▼
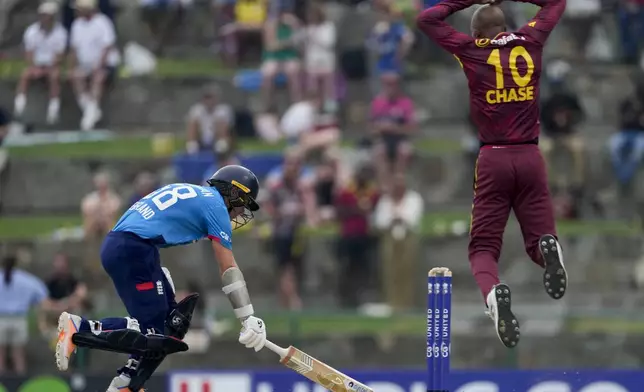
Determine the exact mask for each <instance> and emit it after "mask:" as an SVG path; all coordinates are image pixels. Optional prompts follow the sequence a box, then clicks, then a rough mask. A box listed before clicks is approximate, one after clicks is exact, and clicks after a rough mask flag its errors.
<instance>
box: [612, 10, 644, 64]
mask: <svg viewBox="0 0 644 392" xmlns="http://www.w3.org/2000/svg"><path fill="white" fill-rule="evenodd" d="M618 5H619V8H618V10H617V17H618V23H617V26H618V28H619V33H620V36H621V39H622V54H623V56H624V61H625V62H627V63H630V64H637V62H638V61H639V59H640V54H641V52H642V51H643V50H644V3H642V1H639V0H624V1H620V2H618Z"/></svg>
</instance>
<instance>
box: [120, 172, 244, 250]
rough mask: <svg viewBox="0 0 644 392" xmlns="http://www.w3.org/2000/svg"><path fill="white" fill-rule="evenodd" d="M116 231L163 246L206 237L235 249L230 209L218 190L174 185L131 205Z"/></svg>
mask: <svg viewBox="0 0 644 392" xmlns="http://www.w3.org/2000/svg"><path fill="white" fill-rule="evenodd" d="M112 231H123V232H130V233H133V234H136V235H137V236H139V237H141V238H145V239H150V240H154V241H155V242H158V243H159V246H160V247H170V246H177V245H184V244H189V243H192V242H195V241H199V240H200V239H203V238H206V237H207V238H210V239H211V240H214V241H217V242H219V243H221V244H222V245H223V246H225V247H226V248H228V249H232V242H231V240H232V225H231V223H230V215H229V214H228V208H227V207H226V204H225V203H224V199H223V198H222V197H221V195H220V194H219V192H217V189H215V188H210V187H204V186H198V185H192V184H170V185H166V186H164V187H163V188H159V189H157V190H156V191H154V192H152V193H150V194H149V195H147V196H145V197H144V198H142V199H141V200H139V201H137V202H136V203H134V205H132V207H130V208H129V209H128V210H127V211H126V212H125V214H123V216H122V217H121V219H119V221H118V222H117V223H116V226H114V229H112Z"/></svg>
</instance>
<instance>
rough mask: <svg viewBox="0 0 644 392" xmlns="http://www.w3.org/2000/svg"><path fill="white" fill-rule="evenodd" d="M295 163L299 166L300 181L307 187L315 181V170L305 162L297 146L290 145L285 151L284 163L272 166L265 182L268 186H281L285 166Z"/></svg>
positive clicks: (269, 186)
mask: <svg viewBox="0 0 644 392" xmlns="http://www.w3.org/2000/svg"><path fill="white" fill-rule="evenodd" d="M289 165H293V166H297V167H299V170H300V174H299V178H300V182H301V183H303V184H305V185H306V186H307V187H312V186H313V184H314V183H315V170H314V169H313V168H311V167H309V166H306V165H304V164H303V155H302V153H301V152H300V150H299V149H298V148H297V147H289V148H288V149H287V150H286V151H285V152H284V163H283V164H281V165H279V166H275V167H274V168H272V169H271V170H270V171H269V172H268V174H267V175H266V179H265V184H266V187H267V188H272V187H276V186H279V184H280V183H281V181H282V177H283V175H284V168H285V167H286V166H289Z"/></svg>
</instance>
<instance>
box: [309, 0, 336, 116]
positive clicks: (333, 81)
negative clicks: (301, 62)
mask: <svg viewBox="0 0 644 392" xmlns="http://www.w3.org/2000/svg"><path fill="white" fill-rule="evenodd" d="M335 41H336V31H335V25H334V24H333V22H331V21H330V20H327V19H326V15H325V13H324V9H323V8H322V5H320V4H313V5H312V6H311V7H310V9H309V17H308V26H307V27H306V47H305V52H304V64H305V66H306V73H307V75H308V87H309V91H311V92H312V93H314V94H319V91H320V90H321V91H322V94H320V95H319V98H320V99H321V100H322V102H324V104H325V107H326V108H331V109H335V99H336V95H335V66H336V58H335Z"/></svg>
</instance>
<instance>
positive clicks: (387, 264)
mask: <svg viewBox="0 0 644 392" xmlns="http://www.w3.org/2000/svg"><path fill="white" fill-rule="evenodd" d="M422 219H423V199H422V197H421V196H420V194H419V193H418V192H416V191H413V190H410V189H408V188H407V184H406V179H405V176H404V174H396V175H395V177H394V180H393V186H392V188H391V189H390V190H389V192H388V193H387V194H385V195H384V196H383V197H382V198H381V199H380V201H379V202H378V205H377V206H376V212H375V216H374V223H375V226H376V228H377V229H378V230H379V231H380V232H381V245H382V248H381V260H380V261H381V263H382V274H381V277H382V280H383V286H384V298H385V300H386V302H387V304H388V305H389V306H391V307H392V308H393V310H395V311H402V310H407V309H409V308H410V307H412V306H413V304H414V285H413V284H410V282H412V281H413V280H414V273H415V270H416V265H417V263H418V262H419V260H418V256H419V252H418V246H419V238H420V235H419V234H420V233H419V232H420V228H421V222H422Z"/></svg>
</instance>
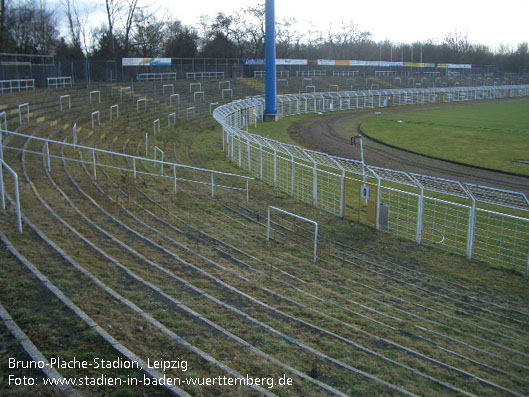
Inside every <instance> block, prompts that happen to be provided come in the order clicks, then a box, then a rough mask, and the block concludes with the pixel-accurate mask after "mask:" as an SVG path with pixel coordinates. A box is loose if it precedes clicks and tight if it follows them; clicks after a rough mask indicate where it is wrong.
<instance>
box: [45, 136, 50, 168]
mask: <svg viewBox="0 0 529 397" xmlns="http://www.w3.org/2000/svg"><path fill="white" fill-rule="evenodd" d="M45 147H46V159H47V162H48V172H51V161H50V148H49V146H48V141H46V144H45Z"/></svg>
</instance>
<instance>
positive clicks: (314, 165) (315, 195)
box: [312, 163, 318, 207]
mask: <svg viewBox="0 0 529 397" xmlns="http://www.w3.org/2000/svg"><path fill="white" fill-rule="evenodd" d="M312 177H313V178H312V201H313V203H314V207H317V206H318V166H317V165H316V163H314V168H313V171H312Z"/></svg>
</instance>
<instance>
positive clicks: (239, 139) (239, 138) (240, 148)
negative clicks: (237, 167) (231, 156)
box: [237, 137, 242, 168]
mask: <svg viewBox="0 0 529 397" xmlns="http://www.w3.org/2000/svg"><path fill="white" fill-rule="evenodd" d="M237 145H239V168H241V163H242V161H241V137H237Z"/></svg>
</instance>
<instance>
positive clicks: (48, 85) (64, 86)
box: [47, 76, 73, 88]
mask: <svg viewBox="0 0 529 397" xmlns="http://www.w3.org/2000/svg"><path fill="white" fill-rule="evenodd" d="M47 80H48V88H66V87H70V88H72V84H73V80H72V77H71V76H67V77H48V79H47Z"/></svg>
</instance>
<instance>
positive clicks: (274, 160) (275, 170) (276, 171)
mask: <svg viewBox="0 0 529 397" xmlns="http://www.w3.org/2000/svg"><path fill="white" fill-rule="evenodd" d="M274 187H277V150H275V149H274Z"/></svg>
▲
__To do__: All that's required is the material above repeated exactly, minus any picture.

__Answer to this exercise__:
Determine the exact mask for each <instance> and emit it after "mask:" as an SVG path; all coordinates are image pixels. Optional prompts follow the sequence a box, then clicks, then a rough mask. A box listed before clicks is approximate, one after clicks is exact, and clicks after a rough mask flag its errors.
<instance>
box: [612, 10, 644, 64]
mask: <svg viewBox="0 0 644 392" xmlns="http://www.w3.org/2000/svg"><path fill="white" fill-rule="evenodd" d="M618 5H619V8H618V10H617V17H618V23H617V26H618V28H619V33H620V36H621V39H622V54H623V56H624V61H625V62H627V63H630V64H637V62H638V61H639V59H640V54H641V52H642V51H643V50H644V3H642V1H639V0H624V1H620V2H618Z"/></svg>
</instance>
<instance>
box: [120, 172, 244, 250]
rough mask: <svg viewBox="0 0 644 392" xmlns="http://www.w3.org/2000/svg"><path fill="white" fill-rule="evenodd" d="M116 231L163 246L206 237L235 249L230 209L218 190L174 185L131 205Z"/></svg>
mask: <svg viewBox="0 0 644 392" xmlns="http://www.w3.org/2000/svg"><path fill="white" fill-rule="evenodd" d="M112 231H123V232H130V233H133V234H136V235H137V236H139V237H141V238H145V239H150V240H154V241H155V242H158V243H159V246H160V247H170V246H177V245H184V244H189V243H192V242H195V241H199V240H200V239H203V238H206V237H207V238H210V239H211V240H214V241H217V242H219V243H221V244H222V245H223V246H225V247H226V248H228V249H232V242H231V240H232V225H231V223H230V215H229V214H228V208H227V207H226V204H225V203H224V199H223V198H222V197H221V195H220V194H219V192H217V189H215V188H210V187H204V186H198V185H192V184H170V185H166V186H164V187H163V188H159V189H157V190H156V191H154V192H152V193H150V194H149V195H147V196H145V197H144V198H142V199H141V200H139V201H137V202H136V203H134V205H132V207H130V208H129V209H128V210H127V211H126V212H125V214H123V216H122V217H121V219H119V221H118V222H117V223H116V226H114V229H112Z"/></svg>
</instance>
<instance>
rough mask: <svg viewBox="0 0 644 392" xmlns="http://www.w3.org/2000/svg"><path fill="white" fill-rule="evenodd" d="M295 163L299 166L300 181L307 187L315 181V170L305 162L297 146L290 145L285 151L284 163L272 166L265 182L268 186H281L285 166Z"/></svg>
positive clicks: (269, 186)
mask: <svg viewBox="0 0 644 392" xmlns="http://www.w3.org/2000/svg"><path fill="white" fill-rule="evenodd" d="M289 165H293V166H297V167H299V170H300V174H299V178H300V182H301V183H303V184H305V185H306V186H307V187H312V186H313V184H314V183H315V170H314V169H313V168H311V167H309V166H306V165H304V164H303V155H302V153H301V152H300V150H299V149H298V148H297V147H289V148H288V149H287V150H286V151H285V152H284V163H283V164H281V165H279V166H275V167H274V168H272V169H271V170H270V171H269V172H268V174H267V175H266V179H265V184H266V187H267V188H272V187H276V186H279V184H280V183H281V181H282V177H283V175H284V168H285V167H286V166H289Z"/></svg>
</instance>
<instance>
box: [309, 0, 336, 116]
positive clicks: (333, 81)
negative clicks: (301, 62)
mask: <svg viewBox="0 0 644 392" xmlns="http://www.w3.org/2000/svg"><path fill="white" fill-rule="evenodd" d="M335 41H336V31H335V25H334V24H333V22H331V21H330V20H327V19H326V15H325V13H324V9H323V8H322V5H320V4H313V5H312V6H311V7H310V9H309V17H308V26H307V27H306V47H305V52H304V64H305V66H306V73H307V75H308V87H309V91H311V92H312V93H314V94H319V91H320V90H321V91H322V94H320V95H319V98H320V99H321V100H322V102H324V104H325V107H326V108H331V109H335V99H336V95H335V66H336V58H335Z"/></svg>
</instance>
<instance>
positive clicks: (387, 264)
mask: <svg viewBox="0 0 644 392" xmlns="http://www.w3.org/2000/svg"><path fill="white" fill-rule="evenodd" d="M422 219H423V199H422V197H421V196H420V194H419V193H418V192H416V191H413V190H410V189H408V188H407V184H406V179H405V176H404V174H396V175H395V177H394V180H393V186H392V188H391V189H390V190H389V192H388V193H387V194H385V195H384V196H383V197H382V198H381V199H380V201H379V202H378V205H377V206H376V212H375V216H374V223H375V226H376V228H377V229H378V230H379V231H380V232H381V245H382V248H381V260H380V261H381V263H382V274H381V277H382V280H383V286H384V298H385V300H386V302H387V304H388V305H389V306H391V307H392V308H393V310H395V311H402V310H407V309H409V308H410V307H412V306H413V304H414V285H413V284H410V282H412V281H413V280H414V273H415V270H416V265H417V263H418V262H419V260H418V256H419V252H418V246H419V238H420V235H419V234H420V233H419V232H420V228H421V222H422Z"/></svg>
</instance>
Inside every <instance> block, prompts that happen to be provided come in the order clicks, then a box, then a rough mask, and the block concludes with the pixel-accurate mask after "mask:" as an SVG path with pixel coordinates. A box is loose if it precedes clicks and tight if it follows them; clicks after a rough mask indicate where it is wrong.
<instance>
box: [45, 136, 50, 168]
mask: <svg viewBox="0 0 529 397" xmlns="http://www.w3.org/2000/svg"><path fill="white" fill-rule="evenodd" d="M45 147H46V159H47V162H48V172H51V161H50V148H49V146H48V141H46V144H45Z"/></svg>
</instance>
<instance>
positive clicks: (314, 165) (315, 195)
box: [312, 163, 318, 207]
mask: <svg viewBox="0 0 529 397" xmlns="http://www.w3.org/2000/svg"><path fill="white" fill-rule="evenodd" d="M312 177H313V178H312V201H313V203H314V207H317V206H318V166H317V165H316V163H314V168H313V171H312Z"/></svg>
</instance>
<instance>
positive clicks: (239, 139) (239, 138) (240, 148)
negative clicks: (237, 167) (231, 156)
box: [237, 137, 242, 168]
mask: <svg viewBox="0 0 529 397" xmlns="http://www.w3.org/2000/svg"><path fill="white" fill-rule="evenodd" d="M237 145H239V168H241V163H242V161H241V137H237Z"/></svg>
</instance>
<instance>
positive clicks: (48, 85) (64, 86)
box: [47, 76, 73, 88]
mask: <svg viewBox="0 0 529 397" xmlns="http://www.w3.org/2000/svg"><path fill="white" fill-rule="evenodd" d="M47 80H48V88H66V87H70V88H72V84H73V80H72V77H71V76H67V77H48V79H47Z"/></svg>
</instance>
<instance>
positive clicks: (274, 160) (275, 170) (276, 171)
mask: <svg viewBox="0 0 529 397" xmlns="http://www.w3.org/2000/svg"><path fill="white" fill-rule="evenodd" d="M274 187H277V150H275V149H274Z"/></svg>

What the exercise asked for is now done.